> [To do]: Convert the rows below into a numbered list with no blank lines, covering every row, and omit the pictures from the output.
▼
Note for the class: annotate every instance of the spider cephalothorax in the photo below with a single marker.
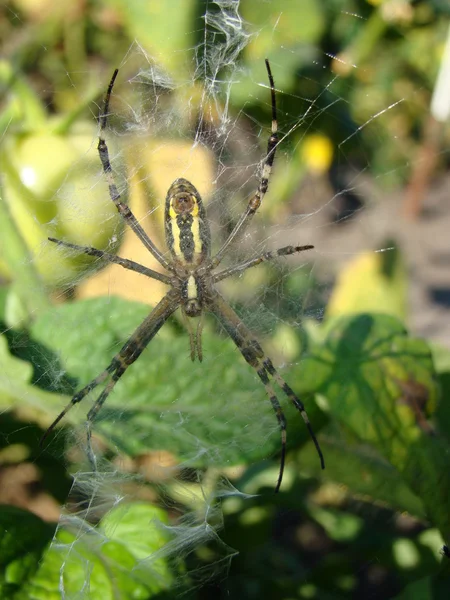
(191, 279)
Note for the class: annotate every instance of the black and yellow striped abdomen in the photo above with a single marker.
(187, 232)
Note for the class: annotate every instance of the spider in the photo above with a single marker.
(191, 280)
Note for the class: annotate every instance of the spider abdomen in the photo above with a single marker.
(192, 296)
(187, 232)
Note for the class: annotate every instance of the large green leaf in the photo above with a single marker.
(113, 561)
(215, 412)
(380, 384)
(23, 538)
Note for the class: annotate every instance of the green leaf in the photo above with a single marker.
(380, 384)
(214, 412)
(15, 386)
(23, 539)
(113, 561)
(165, 29)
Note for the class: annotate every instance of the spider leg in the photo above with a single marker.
(266, 256)
(296, 402)
(123, 262)
(257, 198)
(254, 355)
(123, 209)
(123, 359)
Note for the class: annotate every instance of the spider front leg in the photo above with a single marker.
(253, 262)
(113, 258)
(254, 355)
(120, 363)
(122, 208)
(257, 198)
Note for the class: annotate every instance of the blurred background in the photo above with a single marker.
(359, 326)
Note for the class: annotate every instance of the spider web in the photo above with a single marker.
(188, 436)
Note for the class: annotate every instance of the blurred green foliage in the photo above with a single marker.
(371, 525)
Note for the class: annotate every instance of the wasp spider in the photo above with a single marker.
(191, 278)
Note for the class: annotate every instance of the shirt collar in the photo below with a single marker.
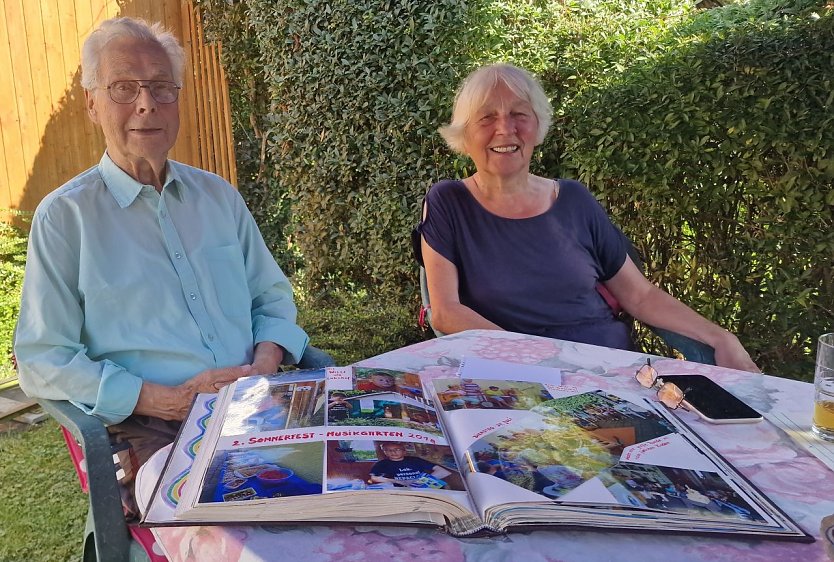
(125, 189)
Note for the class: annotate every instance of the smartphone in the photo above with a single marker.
(711, 401)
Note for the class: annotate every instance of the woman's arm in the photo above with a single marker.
(448, 315)
(649, 304)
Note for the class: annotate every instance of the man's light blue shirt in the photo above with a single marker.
(124, 284)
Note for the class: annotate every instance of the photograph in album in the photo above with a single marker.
(472, 456)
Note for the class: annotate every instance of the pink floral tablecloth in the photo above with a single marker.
(798, 482)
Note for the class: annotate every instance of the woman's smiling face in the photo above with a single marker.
(501, 135)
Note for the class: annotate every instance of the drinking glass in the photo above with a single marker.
(823, 425)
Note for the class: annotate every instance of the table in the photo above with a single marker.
(797, 481)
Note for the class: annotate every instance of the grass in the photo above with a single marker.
(43, 511)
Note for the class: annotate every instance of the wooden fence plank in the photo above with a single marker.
(46, 135)
(20, 74)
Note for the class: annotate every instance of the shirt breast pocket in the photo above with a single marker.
(228, 274)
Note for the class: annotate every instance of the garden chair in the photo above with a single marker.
(107, 537)
(691, 350)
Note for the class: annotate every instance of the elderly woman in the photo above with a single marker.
(506, 249)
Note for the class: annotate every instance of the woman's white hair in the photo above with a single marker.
(116, 28)
(477, 87)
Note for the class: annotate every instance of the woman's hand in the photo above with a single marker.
(731, 354)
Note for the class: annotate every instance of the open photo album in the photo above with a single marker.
(473, 456)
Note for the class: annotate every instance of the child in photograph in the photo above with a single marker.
(274, 415)
(472, 393)
(378, 381)
(496, 396)
(401, 469)
(338, 409)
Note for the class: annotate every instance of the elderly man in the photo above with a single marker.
(147, 281)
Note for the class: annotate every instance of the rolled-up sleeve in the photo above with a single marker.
(51, 360)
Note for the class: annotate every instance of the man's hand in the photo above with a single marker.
(173, 402)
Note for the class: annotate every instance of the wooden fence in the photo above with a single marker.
(47, 137)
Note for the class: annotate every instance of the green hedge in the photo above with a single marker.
(705, 133)
(718, 158)
(12, 261)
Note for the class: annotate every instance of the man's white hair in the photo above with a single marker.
(116, 28)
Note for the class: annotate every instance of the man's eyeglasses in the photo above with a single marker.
(668, 393)
(127, 91)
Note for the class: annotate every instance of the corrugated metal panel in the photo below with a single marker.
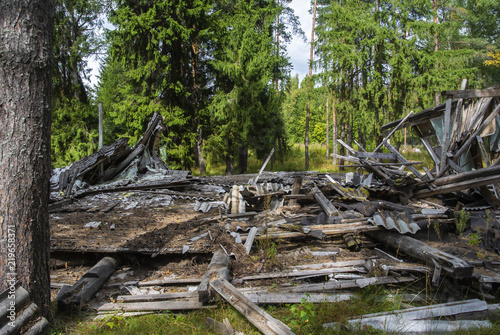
▲
> [Exercise response]:
1. Note for the class: annotate every instance of the spider cephalothorax in the photo below with a single marker.
2. (191, 279)
3. Note for the class: annotate every instance of the black and yellow striped abdomen in the photo above with a single marker.
4. (187, 232)
5. Note for the class: annotate every instance of the spider in the photo above with a single marker.
6. (191, 280)
7. Note for the class: annotate every instance of the spider abdomen in the photo above with a single marker.
8. (192, 296)
9. (187, 232)
10. Note for the class: annotate every instance of the large green leaf in the photo above with a single marker.
11. (113, 561)
12. (215, 412)
13. (380, 384)
14. (23, 538)
15. Note for the class: annotate every instance of the green leaf in the photo above with a single marker.
16. (380, 384)
17. (214, 412)
18. (15, 386)
19. (23, 539)
20. (113, 561)
21. (165, 29)
22. Note for the class: annotate every instance of the spider leg in the photo above with a single marker.
23. (266, 256)
24. (296, 402)
25. (123, 262)
26. (257, 198)
27. (254, 355)
28. (123, 209)
29. (123, 359)
30. Note for the class: annotate every instance of the spider front leg in the photo above with a single marker.
31. (253, 262)
32. (113, 258)
33. (254, 355)
34. (120, 363)
35. (122, 208)
36. (257, 198)
37. Note for the class: annotate every instance of the blurred background in the photo above with a single marker.
38. (359, 326)
39. Note for the class: annotate every instance of the spider web in the photo above with a single marker.
40. (188, 436)
41. Note for the class: annotate every instance of the blurred green foliage in the photo above with a single marker.
42. (371, 525)
43. Note for the class: annotate every instance of the wasp spider in the photo above with a single marker.
44. (191, 278)
45. Note for the class: annotate every instance of the shirt collar in the photo below with a single marker.
46. (125, 189)
47. Note for the class: annotate every instance of the smartphone in the photo above with a single marker.
48. (711, 401)
49. Note for the class: annotate every instance of the woman's arm in the photo above with a single marker.
50. (448, 315)
51. (649, 304)
52. Note for the class: annotate every instance of the man's light blue shirt in the photo above with a single marker.
53. (124, 284)
54. Note for the class: annotate every instance of the photograph in album in the photo above with a single marker.
55. (472, 456)
56. Note for the class: annotate every instance of the pink floral tablecloth in the photo above with a single marker.
57. (798, 482)
58. Note for the class: annotate every instance of the woman's smiling face in the photo above with a single marker.
59. (501, 135)
60. Note for the class: annotate every instance of the drinking glass in the photo above with a single marker.
61. (823, 425)
62. Note for the class: annotate every instance of the table in the photo above with a single marker.
63. (797, 481)
64. Note for the class: annotate every instance of the grass in the photo above with a single marker.
65. (43, 511)
66. Note for the class: annotate every instance of the wooden fence plank in the photo above with a single marker.
67. (46, 135)
68. (20, 74)
69. Note for the class: annotate every instance of the shirt breast pocket in the photo above with a single marker.
70. (228, 274)
71. Note for the class: annotate every instance of the garden chair in the photo above with a single marker.
72. (107, 537)
73. (691, 350)
74. Note for the class: annotate every instance of the elderly woman in the photo above with a single marker.
75. (506, 249)
76. Note for the class: annotate every instance of the woman's white hair in the photo above with a single marker.
77. (116, 28)
78. (477, 87)
79. Note for the class: annotate every instance of the woman's hand in the photo above with a single marker.
80. (731, 354)
81. Note for the class: annotate every instance of the open photo album in the photo above with a single marker.
82. (473, 456)
83. Note for the class: annotate every instance of the child in photograph in the photo above with a single marker.
84. (274, 415)
85. (472, 393)
86. (378, 381)
87. (496, 396)
88. (401, 469)
89. (338, 409)
90. Note for the class: annotate every instance of the elderly man in the photo above with a single marker.
91. (147, 281)
92. Note for the class: annotate every instance of the rolled-up sleeve in the photo above with a single marker.
93. (51, 360)
94. Note for the class: annotate every instance of the man's hand in the photo above with a single marker.
95. (173, 402)
96. Note for the class: annotate every instance of the wooden fence in the photo above with a single marker.
97. (47, 137)
98. Note for the class: annotate every instance of the green hedge in the photo above with a single marker.
99. (705, 133)
100. (718, 158)
101. (12, 261)
102. Note for the class: annotate every instance of the man's white hair in the photo above with a single marker.
103. (116, 28)
104. Note for the class: annotate every instance of the man's eyeglasses in the photo above with a single marker.
105. (668, 393)
106. (127, 91)
107. Note for the class: annotate every instance of the corrugated metal panel in the photo below with a single marker.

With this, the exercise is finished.